» THE TASK
Go through the entries and copy each one exactly. Leave none out.

» DATA UNDER STUDY
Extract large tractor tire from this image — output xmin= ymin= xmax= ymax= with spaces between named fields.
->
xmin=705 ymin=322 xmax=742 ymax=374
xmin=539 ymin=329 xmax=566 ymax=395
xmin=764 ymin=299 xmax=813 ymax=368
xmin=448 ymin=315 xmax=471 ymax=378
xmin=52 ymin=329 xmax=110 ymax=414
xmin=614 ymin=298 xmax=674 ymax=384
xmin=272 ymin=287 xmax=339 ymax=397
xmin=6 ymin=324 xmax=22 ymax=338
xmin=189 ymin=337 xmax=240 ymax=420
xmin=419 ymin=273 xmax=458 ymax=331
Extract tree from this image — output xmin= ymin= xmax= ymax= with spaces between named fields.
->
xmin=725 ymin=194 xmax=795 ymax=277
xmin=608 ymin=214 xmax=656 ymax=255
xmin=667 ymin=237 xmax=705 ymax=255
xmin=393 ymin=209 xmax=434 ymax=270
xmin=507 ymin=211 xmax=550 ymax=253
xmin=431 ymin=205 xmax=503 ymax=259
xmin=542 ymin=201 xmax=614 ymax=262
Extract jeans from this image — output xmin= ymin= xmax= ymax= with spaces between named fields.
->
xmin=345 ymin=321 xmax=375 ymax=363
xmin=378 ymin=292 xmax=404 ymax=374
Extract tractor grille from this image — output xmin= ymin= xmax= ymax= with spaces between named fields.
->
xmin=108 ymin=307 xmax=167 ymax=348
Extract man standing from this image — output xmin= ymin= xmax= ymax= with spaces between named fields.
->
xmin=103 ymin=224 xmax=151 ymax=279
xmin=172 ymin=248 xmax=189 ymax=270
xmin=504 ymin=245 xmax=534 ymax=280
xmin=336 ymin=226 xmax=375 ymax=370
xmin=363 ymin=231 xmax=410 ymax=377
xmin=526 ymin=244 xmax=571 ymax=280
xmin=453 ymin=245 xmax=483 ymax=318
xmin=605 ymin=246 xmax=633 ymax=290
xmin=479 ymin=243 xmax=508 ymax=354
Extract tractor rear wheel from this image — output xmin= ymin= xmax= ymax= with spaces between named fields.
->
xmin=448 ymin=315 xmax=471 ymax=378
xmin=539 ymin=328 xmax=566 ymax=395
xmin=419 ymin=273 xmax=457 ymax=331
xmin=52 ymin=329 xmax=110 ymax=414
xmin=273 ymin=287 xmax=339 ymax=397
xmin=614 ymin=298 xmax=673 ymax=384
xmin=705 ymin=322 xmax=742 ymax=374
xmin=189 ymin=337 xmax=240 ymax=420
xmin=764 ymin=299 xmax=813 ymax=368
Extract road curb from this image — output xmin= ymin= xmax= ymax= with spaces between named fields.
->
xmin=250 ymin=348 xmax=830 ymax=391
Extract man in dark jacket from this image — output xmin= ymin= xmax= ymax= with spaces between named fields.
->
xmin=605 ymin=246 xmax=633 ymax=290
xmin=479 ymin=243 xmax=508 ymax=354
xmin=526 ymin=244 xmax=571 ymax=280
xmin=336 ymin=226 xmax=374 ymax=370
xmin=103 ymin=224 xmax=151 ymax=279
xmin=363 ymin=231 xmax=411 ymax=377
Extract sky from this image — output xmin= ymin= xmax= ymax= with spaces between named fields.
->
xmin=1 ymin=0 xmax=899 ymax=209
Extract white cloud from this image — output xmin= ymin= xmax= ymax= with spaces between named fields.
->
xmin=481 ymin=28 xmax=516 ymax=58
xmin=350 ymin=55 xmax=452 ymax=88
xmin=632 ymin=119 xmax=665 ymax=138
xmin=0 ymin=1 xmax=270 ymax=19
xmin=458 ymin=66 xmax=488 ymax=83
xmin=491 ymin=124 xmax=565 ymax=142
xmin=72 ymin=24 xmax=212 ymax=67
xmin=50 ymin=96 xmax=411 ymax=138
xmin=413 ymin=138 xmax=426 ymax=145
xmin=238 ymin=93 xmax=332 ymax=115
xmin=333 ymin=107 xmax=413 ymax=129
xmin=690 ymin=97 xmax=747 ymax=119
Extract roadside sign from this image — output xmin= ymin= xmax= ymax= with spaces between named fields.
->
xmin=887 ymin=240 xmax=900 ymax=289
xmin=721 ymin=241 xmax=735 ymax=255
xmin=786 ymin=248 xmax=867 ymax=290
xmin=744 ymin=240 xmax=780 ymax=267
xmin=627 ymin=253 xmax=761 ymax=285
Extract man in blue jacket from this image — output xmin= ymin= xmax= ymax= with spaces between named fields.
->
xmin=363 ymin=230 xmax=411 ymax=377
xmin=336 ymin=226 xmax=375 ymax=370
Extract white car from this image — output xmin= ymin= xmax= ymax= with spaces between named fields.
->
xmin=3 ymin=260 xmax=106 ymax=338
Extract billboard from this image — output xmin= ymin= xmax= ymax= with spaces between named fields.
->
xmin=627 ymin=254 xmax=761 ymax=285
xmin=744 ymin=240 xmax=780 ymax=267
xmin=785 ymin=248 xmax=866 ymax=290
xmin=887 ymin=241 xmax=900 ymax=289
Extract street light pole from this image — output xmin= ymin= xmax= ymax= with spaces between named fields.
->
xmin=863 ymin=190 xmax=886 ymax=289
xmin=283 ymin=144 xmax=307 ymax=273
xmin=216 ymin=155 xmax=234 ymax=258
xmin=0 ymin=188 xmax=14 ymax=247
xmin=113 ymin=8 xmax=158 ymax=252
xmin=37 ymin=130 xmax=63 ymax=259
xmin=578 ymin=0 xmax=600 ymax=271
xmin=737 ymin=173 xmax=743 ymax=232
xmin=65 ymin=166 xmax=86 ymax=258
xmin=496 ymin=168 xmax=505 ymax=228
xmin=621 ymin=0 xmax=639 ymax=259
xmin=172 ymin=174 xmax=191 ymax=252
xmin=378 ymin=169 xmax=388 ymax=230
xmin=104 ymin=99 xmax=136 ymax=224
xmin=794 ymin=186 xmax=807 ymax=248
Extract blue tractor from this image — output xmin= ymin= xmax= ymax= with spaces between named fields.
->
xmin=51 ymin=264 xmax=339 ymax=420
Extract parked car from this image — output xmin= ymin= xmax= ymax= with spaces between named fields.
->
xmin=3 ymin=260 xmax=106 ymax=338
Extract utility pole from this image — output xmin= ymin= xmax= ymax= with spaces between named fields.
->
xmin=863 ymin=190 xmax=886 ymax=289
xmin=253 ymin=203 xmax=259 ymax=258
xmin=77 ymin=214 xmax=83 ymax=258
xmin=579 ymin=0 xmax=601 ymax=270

» EXPECTED OUTPUT
Extract large tractor tire from this image — output xmin= ymin= xmax= ymax= with spaces between named fields.
->
xmin=705 ymin=322 xmax=742 ymax=374
xmin=539 ymin=329 xmax=566 ymax=395
xmin=764 ymin=299 xmax=813 ymax=368
xmin=448 ymin=315 xmax=471 ymax=378
xmin=52 ymin=329 xmax=110 ymax=414
xmin=614 ymin=298 xmax=674 ymax=384
xmin=272 ymin=287 xmax=339 ymax=397
xmin=6 ymin=324 xmax=22 ymax=338
xmin=189 ymin=337 xmax=240 ymax=420
xmin=419 ymin=273 xmax=458 ymax=331
Extract tree from this image — output xmin= ymin= xmax= ymax= with spaces between named fields.
->
xmin=725 ymin=194 xmax=795 ymax=277
xmin=608 ymin=214 xmax=656 ymax=255
xmin=667 ymin=237 xmax=705 ymax=255
xmin=393 ymin=209 xmax=434 ymax=270
xmin=507 ymin=211 xmax=550 ymax=253
xmin=431 ymin=205 xmax=503 ymax=259
xmin=542 ymin=201 xmax=614 ymax=262
Extract jeans from this image — output xmin= ymin= xmax= ymax= with spaces between named fields.
->
xmin=345 ymin=321 xmax=375 ymax=363
xmin=378 ymin=292 xmax=404 ymax=374
Extract tractor grille from this image — output xmin= ymin= xmax= ymax= with spaces between named fields.
->
xmin=108 ymin=307 xmax=167 ymax=348
Extract man standing from this image — output xmin= ymin= xmax= ymax= with spaces between named fields.
->
xmin=103 ymin=224 xmax=151 ymax=279
xmin=172 ymin=248 xmax=189 ymax=270
xmin=504 ymin=245 xmax=534 ymax=280
xmin=336 ymin=226 xmax=375 ymax=370
xmin=363 ymin=231 xmax=410 ymax=377
xmin=526 ymin=244 xmax=571 ymax=280
xmin=453 ymin=245 xmax=483 ymax=318
xmin=605 ymin=246 xmax=633 ymax=290
xmin=479 ymin=243 xmax=508 ymax=354
Extract tractor rear wheel from this image — output xmin= ymin= xmax= ymax= with spaces between named fields.
->
xmin=448 ymin=315 xmax=471 ymax=378
xmin=539 ymin=328 xmax=566 ymax=395
xmin=419 ymin=273 xmax=457 ymax=331
xmin=52 ymin=329 xmax=110 ymax=414
xmin=273 ymin=287 xmax=339 ymax=397
xmin=614 ymin=298 xmax=673 ymax=384
xmin=705 ymin=322 xmax=742 ymax=374
xmin=189 ymin=337 xmax=240 ymax=420
xmin=764 ymin=299 xmax=813 ymax=368
Extract road curb from this image — output xmin= ymin= xmax= ymax= with spaces between named fields.
->
xmin=250 ymin=348 xmax=830 ymax=391
Extract man in dark jacket from this image — output xmin= ymin= xmax= ymax= with spaces between named fields.
->
xmin=605 ymin=246 xmax=633 ymax=290
xmin=479 ymin=243 xmax=508 ymax=354
xmin=526 ymin=244 xmax=571 ymax=280
xmin=336 ymin=226 xmax=374 ymax=370
xmin=103 ymin=224 xmax=151 ymax=279
xmin=363 ymin=231 xmax=411 ymax=377
Extract sky from this image — output xmin= ymin= xmax= ymax= with spaces between named fields.
->
xmin=1 ymin=0 xmax=899 ymax=209
Extract white cloud from this image — output xmin= ymin= xmax= ymax= with spaces between named fields.
->
xmin=481 ymin=28 xmax=516 ymax=58
xmin=350 ymin=55 xmax=452 ymax=88
xmin=632 ymin=119 xmax=665 ymax=138
xmin=0 ymin=1 xmax=270 ymax=19
xmin=458 ymin=66 xmax=488 ymax=83
xmin=491 ymin=124 xmax=565 ymax=142
xmin=72 ymin=24 xmax=212 ymax=67
xmin=50 ymin=96 xmax=411 ymax=138
xmin=413 ymin=138 xmax=426 ymax=145
xmin=238 ymin=93 xmax=332 ymax=115
xmin=333 ymin=107 xmax=413 ymax=129
xmin=690 ymin=97 xmax=747 ymax=119
Extract roadside sign from this image — output xmin= ymin= xmax= ymax= with spaces between named fields.
->
xmin=887 ymin=240 xmax=900 ymax=289
xmin=721 ymin=241 xmax=735 ymax=255
xmin=786 ymin=248 xmax=867 ymax=290
xmin=744 ymin=240 xmax=780 ymax=267
xmin=627 ymin=253 xmax=761 ymax=285
Extract man in blue jacket from this image — output xmin= ymin= xmax= ymax= with spaces between named fields.
->
xmin=363 ymin=230 xmax=411 ymax=377
xmin=336 ymin=226 xmax=375 ymax=370
Extract white car from this image — output xmin= ymin= xmax= ymax= with spaces between named fields.
->
xmin=3 ymin=260 xmax=106 ymax=338
Extract billboard from this image — output xmin= ymin= xmax= ymax= with spaces between named fields.
->
xmin=627 ymin=254 xmax=761 ymax=285
xmin=744 ymin=240 xmax=780 ymax=267
xmin=785 ymin=248 xmax=866 ymax=290
xmin=887 ymin=241 xmax=900 ymax=289
Extract street light pole from this image — output xmin= ymin= xmax= ymax= with spaces between named fields.
->
xmin=863 ymin=190 xmax=886 ymax=289
xmin=283 ymin=144 xmax=307 ymax=273
xmin=216 ymin=155 xmax=234 ymax=258
xmin=0 ymin=188 xmax=14 ymax=247
xmin=113 ymin=8 xmax=158 ymax=252
xmin=37 ymin=130 xmax=63 ymax=259
xmin=578 ymin=0 xmax=600 ymax=271
xmin=737 ymin=173 xmax=743 ymax=232
xmin=65 ymin=166 xmax=86 ymax=258
xmin=496 ymin=168 xmax=505 ymax=228
xmin=621 ymin=0 xmax=639 ymax=259
xmin=172 ymin=174 xmax=191 ymax=252
xmin=378 ymin=169 xmax=388 ymax=230
xmin=104 ymin=99 xmax=136 ymax=224
xmin=794 ymin=186 xmax=807 ymax=248
Extract blue tractor from this image — output xmin= ymin= xmax= ymax= with spaces between named fields.
->
xmin=51 ymin=264 xmax=339 ymax=420
Extract parked car from this image — output xmin= ymin= xmax= ymax= with spaces between named fields.
->
xmin=3 ymin=260 xmax=106 ymax=338
Extract utility pole from this image — output xmin= ymin= xmax= ymax= with spaces between named fields.
->
xmin=863 ymin=190 xmax=886 ymax=289
xmin=253 ymin=203 xmax=259 ymax=258
xmin=77 ymin=214 xmax=83 ymax=258
xmin=579 ymin=0 xmax=601 ymax=270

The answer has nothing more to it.